» **Page excerpt**:
----
Half of these exist because I was bored once.
The Windows 10 and MacOS ones are GPU passthrough enabled and what I occasionally use if I have to use a Windows or Mac application. Windows 7 is also GPU enabled, but is more a nostalgia thing than anything.
I think my PopOS VM was originally installed for fun, but I used it along with my Arch Linux, Debian 12 and Testing (I run Testing on host, but I wanted a fresh environment and was too lazy to spin up a Docker or chroot), Ubuntu 23.10 and Fedora to test various software builds and bugs, as I don’t like touching normal Ubuntu unless I must.
The Windows Server 2022 one is one I recently spun up to mess with Windows Docker Containers (I have to port an app to Windows, and was looking at that for CI). That all become moot when I found out Github’s CI doesn’t support Windows Docker containers despite supporting Windows runners (The organization I’m doing it for uses Github, so I have to use it).
----
» **Records**:
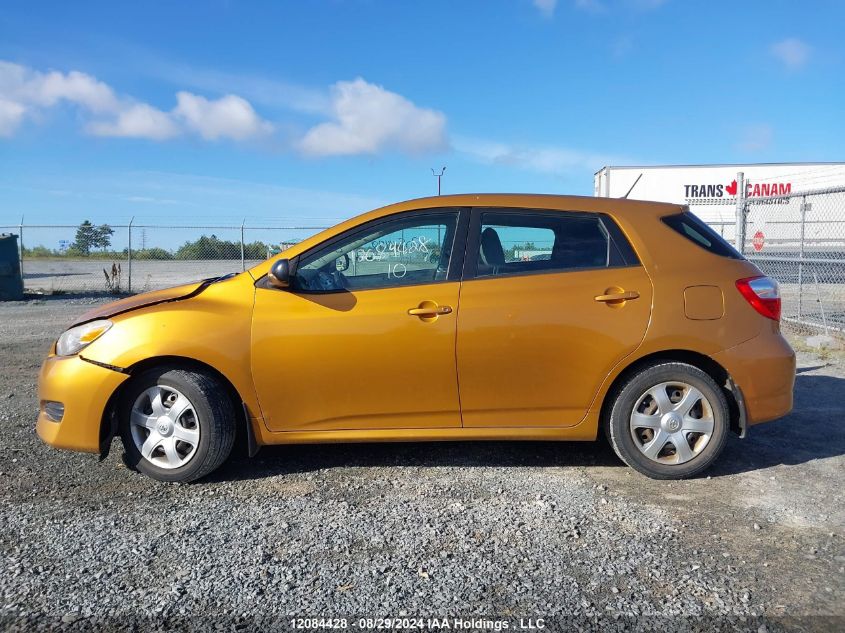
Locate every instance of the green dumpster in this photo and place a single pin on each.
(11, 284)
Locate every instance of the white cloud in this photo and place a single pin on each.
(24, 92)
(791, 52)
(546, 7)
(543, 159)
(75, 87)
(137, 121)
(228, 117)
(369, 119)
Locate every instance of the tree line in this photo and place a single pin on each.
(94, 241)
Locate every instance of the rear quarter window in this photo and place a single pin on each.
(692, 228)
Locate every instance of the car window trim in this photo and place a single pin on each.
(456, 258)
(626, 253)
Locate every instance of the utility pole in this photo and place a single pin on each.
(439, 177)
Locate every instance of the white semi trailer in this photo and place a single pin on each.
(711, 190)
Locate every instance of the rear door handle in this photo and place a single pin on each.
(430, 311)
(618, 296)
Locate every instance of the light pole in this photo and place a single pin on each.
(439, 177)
----
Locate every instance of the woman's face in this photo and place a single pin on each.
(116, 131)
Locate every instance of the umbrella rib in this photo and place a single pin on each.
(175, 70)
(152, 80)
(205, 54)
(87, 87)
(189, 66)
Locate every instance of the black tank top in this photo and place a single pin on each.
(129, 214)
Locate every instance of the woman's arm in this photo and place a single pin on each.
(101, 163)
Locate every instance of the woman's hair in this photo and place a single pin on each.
----
» **What to work on**:
1) Name every virtual machine that the post about virtual machines describes as GPU enabled.
2) Pick up the post about virtual machines after its final sentence and continue it.

» **Answer set**:
1) Windows 10, MacOS, Windows 7

2)
Is this like opening tons of browser tabs?
With that many Windows (gasp) ones, no… I’m afraid you are not
There are many many many insane people who are running no virtual machines at all.
It’s only insane if you have them all running at once.
Mutahar please log in to your main account
Hey I get this reference.
*sane
Have you automated creation?
I have about twice this many VMs and about this many running at any given time.
I use Qubes btw
What do you use it for? How’s the daily-driver experience?
Its my only computer. I couldn’t go back to anything else. Every time I double click Firefox, it opens a new VM. When I close Firefox, the VM is destroyed.
Email is in a separate VM. Email attachments also open in a disposable VM. USB devices are quarantined unless I connect them to a specific VM. Its a game changer.
Cons: I need as much ram as I used to need when I ran Windows. Watching videos is a bit choppy at full screen sometimes. And I can’t play any video games.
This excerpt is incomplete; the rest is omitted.